TASK STATEMENT: Where "response" occurs in a line of the entries below, copy that line.

DATA SECTION:
· · · · · · ·

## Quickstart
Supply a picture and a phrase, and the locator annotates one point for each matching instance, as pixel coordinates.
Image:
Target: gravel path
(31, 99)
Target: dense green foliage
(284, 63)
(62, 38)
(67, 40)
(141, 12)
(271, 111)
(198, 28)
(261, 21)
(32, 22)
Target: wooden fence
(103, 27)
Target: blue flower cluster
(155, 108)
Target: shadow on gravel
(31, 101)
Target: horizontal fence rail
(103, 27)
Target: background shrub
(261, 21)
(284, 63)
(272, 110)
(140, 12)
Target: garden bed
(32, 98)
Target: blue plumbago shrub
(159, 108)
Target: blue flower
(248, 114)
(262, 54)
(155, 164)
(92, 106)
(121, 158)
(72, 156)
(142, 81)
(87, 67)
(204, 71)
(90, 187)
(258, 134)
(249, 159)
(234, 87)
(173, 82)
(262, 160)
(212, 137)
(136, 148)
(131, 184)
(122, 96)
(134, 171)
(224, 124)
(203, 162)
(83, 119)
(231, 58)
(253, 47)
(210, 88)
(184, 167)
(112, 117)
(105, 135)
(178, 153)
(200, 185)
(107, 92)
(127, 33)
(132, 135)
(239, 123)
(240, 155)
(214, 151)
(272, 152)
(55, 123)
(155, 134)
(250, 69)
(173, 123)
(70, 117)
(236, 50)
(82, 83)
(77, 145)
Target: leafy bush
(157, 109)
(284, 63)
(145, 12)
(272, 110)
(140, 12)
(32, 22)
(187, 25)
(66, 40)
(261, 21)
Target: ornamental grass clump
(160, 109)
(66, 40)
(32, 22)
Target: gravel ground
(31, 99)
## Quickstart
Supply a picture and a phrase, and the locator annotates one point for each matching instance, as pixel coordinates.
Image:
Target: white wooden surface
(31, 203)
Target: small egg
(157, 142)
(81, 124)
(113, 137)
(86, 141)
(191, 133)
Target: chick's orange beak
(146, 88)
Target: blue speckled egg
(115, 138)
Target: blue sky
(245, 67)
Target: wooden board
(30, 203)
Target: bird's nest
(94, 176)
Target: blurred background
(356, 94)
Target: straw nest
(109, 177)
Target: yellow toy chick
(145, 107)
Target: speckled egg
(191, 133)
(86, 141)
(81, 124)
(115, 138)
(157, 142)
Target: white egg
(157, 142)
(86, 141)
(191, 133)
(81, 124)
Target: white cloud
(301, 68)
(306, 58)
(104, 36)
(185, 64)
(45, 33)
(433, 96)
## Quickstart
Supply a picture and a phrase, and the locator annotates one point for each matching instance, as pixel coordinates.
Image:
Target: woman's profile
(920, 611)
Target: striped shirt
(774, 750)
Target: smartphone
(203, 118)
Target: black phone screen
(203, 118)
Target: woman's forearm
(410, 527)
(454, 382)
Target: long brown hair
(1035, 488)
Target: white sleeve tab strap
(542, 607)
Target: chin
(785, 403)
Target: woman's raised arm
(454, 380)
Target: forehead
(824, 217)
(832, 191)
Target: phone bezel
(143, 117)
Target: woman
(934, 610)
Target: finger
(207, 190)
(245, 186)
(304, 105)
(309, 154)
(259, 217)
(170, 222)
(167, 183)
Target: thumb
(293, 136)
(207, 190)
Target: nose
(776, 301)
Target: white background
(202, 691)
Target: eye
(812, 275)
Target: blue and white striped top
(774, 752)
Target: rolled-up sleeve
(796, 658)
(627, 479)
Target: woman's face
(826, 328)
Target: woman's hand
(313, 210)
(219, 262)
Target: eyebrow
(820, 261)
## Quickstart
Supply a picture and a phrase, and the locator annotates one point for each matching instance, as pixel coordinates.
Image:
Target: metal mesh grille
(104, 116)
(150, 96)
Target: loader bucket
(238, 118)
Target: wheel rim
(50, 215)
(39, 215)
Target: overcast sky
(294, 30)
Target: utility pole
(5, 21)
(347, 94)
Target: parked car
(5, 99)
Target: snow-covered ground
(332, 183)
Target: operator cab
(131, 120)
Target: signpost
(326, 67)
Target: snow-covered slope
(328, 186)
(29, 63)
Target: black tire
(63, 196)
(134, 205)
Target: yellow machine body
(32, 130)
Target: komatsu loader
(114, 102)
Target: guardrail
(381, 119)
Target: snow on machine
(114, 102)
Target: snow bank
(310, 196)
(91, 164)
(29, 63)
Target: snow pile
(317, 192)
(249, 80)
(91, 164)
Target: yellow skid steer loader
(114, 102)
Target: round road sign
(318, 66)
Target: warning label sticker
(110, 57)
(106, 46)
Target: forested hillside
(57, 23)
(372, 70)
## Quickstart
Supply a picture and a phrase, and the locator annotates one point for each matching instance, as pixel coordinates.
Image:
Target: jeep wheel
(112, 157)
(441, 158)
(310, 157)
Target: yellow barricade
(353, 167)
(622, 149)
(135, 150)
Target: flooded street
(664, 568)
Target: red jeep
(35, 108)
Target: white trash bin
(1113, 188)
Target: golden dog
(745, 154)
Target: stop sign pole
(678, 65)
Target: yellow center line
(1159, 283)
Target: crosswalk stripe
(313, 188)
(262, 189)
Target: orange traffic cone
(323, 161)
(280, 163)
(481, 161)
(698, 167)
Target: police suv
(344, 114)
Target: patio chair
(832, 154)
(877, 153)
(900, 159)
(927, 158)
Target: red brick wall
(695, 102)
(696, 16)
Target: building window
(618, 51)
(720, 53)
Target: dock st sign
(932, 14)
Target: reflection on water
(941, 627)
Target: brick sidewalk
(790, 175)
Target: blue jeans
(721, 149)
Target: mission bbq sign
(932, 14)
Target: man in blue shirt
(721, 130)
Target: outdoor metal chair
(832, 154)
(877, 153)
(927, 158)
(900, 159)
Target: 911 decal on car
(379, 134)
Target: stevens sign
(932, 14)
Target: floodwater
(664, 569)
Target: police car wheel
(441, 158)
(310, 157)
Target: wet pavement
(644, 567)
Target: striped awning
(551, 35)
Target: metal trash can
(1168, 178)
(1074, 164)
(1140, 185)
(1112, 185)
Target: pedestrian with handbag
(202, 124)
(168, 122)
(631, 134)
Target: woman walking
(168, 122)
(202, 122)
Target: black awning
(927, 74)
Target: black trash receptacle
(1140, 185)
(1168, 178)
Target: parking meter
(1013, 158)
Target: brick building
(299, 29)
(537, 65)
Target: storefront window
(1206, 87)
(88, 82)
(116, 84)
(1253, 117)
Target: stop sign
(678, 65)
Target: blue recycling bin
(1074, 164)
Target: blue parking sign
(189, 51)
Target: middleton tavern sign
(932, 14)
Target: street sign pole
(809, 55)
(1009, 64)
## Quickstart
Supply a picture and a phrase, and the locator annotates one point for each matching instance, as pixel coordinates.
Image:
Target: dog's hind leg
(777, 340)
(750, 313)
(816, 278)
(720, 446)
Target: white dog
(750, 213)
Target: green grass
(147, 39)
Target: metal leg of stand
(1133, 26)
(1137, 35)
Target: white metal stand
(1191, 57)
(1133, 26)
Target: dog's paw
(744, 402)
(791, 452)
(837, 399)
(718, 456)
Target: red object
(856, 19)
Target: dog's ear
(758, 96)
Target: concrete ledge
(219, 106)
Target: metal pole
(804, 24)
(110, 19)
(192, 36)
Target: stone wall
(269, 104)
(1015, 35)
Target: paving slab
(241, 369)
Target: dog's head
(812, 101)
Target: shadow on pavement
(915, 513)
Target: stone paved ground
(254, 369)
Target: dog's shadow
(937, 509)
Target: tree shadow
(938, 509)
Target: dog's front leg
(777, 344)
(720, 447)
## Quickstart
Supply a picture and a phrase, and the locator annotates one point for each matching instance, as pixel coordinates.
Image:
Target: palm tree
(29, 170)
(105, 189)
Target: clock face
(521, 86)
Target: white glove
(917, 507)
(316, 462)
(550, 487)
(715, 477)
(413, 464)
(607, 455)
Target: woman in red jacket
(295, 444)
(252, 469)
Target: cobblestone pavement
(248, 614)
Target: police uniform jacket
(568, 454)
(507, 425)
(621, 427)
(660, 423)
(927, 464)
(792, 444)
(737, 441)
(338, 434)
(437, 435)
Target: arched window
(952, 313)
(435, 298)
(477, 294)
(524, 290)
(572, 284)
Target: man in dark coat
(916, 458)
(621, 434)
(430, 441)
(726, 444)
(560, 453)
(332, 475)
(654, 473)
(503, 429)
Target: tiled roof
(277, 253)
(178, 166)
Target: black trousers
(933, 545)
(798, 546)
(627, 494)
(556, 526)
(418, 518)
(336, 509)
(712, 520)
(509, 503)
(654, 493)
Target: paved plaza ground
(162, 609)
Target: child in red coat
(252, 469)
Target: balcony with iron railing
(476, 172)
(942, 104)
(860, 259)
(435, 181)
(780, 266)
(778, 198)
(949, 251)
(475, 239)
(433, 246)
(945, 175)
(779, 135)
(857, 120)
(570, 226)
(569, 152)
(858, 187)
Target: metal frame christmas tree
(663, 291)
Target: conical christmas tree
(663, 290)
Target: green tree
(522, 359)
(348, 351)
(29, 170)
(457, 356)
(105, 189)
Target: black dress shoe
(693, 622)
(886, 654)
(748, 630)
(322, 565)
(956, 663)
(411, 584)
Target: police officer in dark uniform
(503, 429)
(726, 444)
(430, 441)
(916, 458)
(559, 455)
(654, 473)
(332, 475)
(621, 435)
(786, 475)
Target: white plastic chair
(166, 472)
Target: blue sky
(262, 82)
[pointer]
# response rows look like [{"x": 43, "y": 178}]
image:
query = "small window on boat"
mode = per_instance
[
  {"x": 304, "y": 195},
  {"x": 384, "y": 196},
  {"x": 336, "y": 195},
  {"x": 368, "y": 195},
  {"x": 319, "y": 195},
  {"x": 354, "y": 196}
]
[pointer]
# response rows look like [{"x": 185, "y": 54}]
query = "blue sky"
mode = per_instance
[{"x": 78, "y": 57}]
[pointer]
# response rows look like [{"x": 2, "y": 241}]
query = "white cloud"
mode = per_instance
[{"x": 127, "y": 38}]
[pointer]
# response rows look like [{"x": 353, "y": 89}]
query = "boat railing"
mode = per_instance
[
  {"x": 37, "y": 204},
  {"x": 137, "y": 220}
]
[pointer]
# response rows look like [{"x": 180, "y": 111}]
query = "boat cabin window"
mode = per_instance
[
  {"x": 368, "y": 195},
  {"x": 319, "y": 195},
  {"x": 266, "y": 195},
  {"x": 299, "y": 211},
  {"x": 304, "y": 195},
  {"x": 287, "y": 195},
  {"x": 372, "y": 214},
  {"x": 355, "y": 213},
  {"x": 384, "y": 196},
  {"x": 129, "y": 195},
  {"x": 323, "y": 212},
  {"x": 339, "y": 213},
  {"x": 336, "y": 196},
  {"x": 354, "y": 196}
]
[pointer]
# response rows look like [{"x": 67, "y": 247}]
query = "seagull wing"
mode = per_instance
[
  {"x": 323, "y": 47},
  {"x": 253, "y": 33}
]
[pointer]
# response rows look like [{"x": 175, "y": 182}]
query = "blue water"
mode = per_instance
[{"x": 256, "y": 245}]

· · · · · · ·

THE COMPLETED TASK:
# response rows look like [{"x": 43, "y": 178}]
# response rows look like [{"x": 185, "y": 54}]
# response rows look like [{"x": 2, "y": 241}]
# response rows look like [{"x": 353, "y": 89}]
# response rows look like [{"x": 180, "y": 111}]
# response rows look like [{"x": 67, "y": 247}]
# response rows look like [{"x": 175, "y": 182}]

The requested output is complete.